>> start Selected passage

When I started this blog, I lived in Europe, and felt disenchanted with my marriage. I didn’t know how to communicate with my husband, and I was feeling some kind of regret about getting married fairly early. I’d walked the streets in different countries, encounter men who I found amazingly attractive, and regret getting married with so little sexual experience. I also resented my husband, a man who never really had a problem asking for what he wanted; attention, errands ran, sex—but couldn’t quite figure how to love me. Rather, find out how to communicate his love for me in a way I could understand. I’ve never asked for much materially, because I wanted to be a “good woman.” My ring is modest, we didn’t have a wedding, just got married at the courthouse and went to the hotel down the street for our honeymoon. I also just felt ugly and unrefined.  I still dressed like I was college most of the time.

>> end Selected passage
>> start Data provided

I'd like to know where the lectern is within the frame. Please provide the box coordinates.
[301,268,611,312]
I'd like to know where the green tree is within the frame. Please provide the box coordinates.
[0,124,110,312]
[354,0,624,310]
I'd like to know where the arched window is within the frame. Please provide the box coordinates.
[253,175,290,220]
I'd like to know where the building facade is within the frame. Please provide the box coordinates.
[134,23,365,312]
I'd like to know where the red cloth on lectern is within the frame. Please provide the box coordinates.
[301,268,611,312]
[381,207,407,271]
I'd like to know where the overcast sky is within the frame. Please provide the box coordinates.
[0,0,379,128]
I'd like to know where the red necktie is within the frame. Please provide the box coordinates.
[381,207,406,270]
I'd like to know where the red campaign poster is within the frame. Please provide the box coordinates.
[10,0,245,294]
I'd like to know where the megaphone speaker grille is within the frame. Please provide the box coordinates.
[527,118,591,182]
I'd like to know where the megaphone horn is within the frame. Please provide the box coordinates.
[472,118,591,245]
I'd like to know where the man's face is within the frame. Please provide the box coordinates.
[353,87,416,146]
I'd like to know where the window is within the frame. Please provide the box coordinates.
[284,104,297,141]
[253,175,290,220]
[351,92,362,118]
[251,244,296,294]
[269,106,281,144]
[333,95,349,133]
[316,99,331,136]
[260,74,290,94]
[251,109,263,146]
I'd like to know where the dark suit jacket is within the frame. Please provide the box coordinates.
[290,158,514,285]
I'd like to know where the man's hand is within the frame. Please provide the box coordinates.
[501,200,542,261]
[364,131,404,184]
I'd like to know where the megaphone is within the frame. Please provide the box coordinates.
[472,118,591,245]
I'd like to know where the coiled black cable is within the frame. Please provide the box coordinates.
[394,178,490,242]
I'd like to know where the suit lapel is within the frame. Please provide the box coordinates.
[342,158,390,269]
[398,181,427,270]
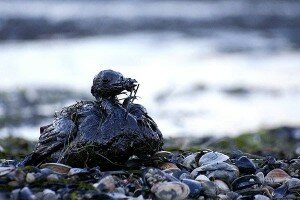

>> end Data provided

• _Aim 1_: Rewrite the paragraph of the passage about the writer's marriage that begins "When I started this blog" as a short bulleted list of its main facts.
• _Aim 2_: Carry on the passage about the writer's marriage from the point where it stops.

• _Exercise result 1_:
- The writer was living in Europe when the blog began and felt let down by the marriage.
- The writer didn't know how to talk with the husband and regretted marrying fairly young.
- While walking the streets of different countries, the writer met very attractive men and regretted having so little sexual experience before marrying.
- The writer resented the husband, who easily asked for what he wanted (attention, errands, sex) but couldn't show love in a way the writer understood.
- Wanting to be a "good woman," the writer never asked for much materially: a modest ring, no wedding, a courthouse marriage, and a honeymoon at a nearby hotel.
- The writer felt ugly and unrefined and still dressed like a college student most of the time.

• _Exercise result 2_:
I started reading blogs from sugar babies, escorts, and various other kept women. This blog was my place for me to learn about the world of women who get over on men. Women who don’t interact with men unless they are getting something out of it. I liked that energy. So different, shameless, and selfish from what I have been taught for years and years. Not only were they getting money, gifts, trips, and whatever else from men, but they knew so much. Etiquette, grooming, “leveling up,” being a classy and elegant woman. Pulling it all together.
But more than that, there were words for why I was so frustrated in my marriage. The major imbalance of emotional and household labor, feeling like I had to beg the person who asked me to marry him to actually care about me. But I’ve had to face the fact that the reason I wasn’t getting what I wanted out of my relationship was me. I wasn’t being honest with myself. Too embarrassed to say what I wanted. To say that I wanted to be this kind of woman among certain family or friends would not have gone so well a few years ago.
That was around 2016-2018.
The best heaux blogs focus(ed) on being the best version of yourself. Always wanting more for yourself, regardless of your vocation. There are a surfeit of book recommendations, tips, tricks, and advice on to polish your presence. But in the last year or so, the glamour has worn off, I think. Some SBs have written about their dangerous experiences, and life in general is just an even larger clusterfuck on this planet. Maybe it’s that, maybe it’s just that I’ve aged out of wanting to live vicariously through other women.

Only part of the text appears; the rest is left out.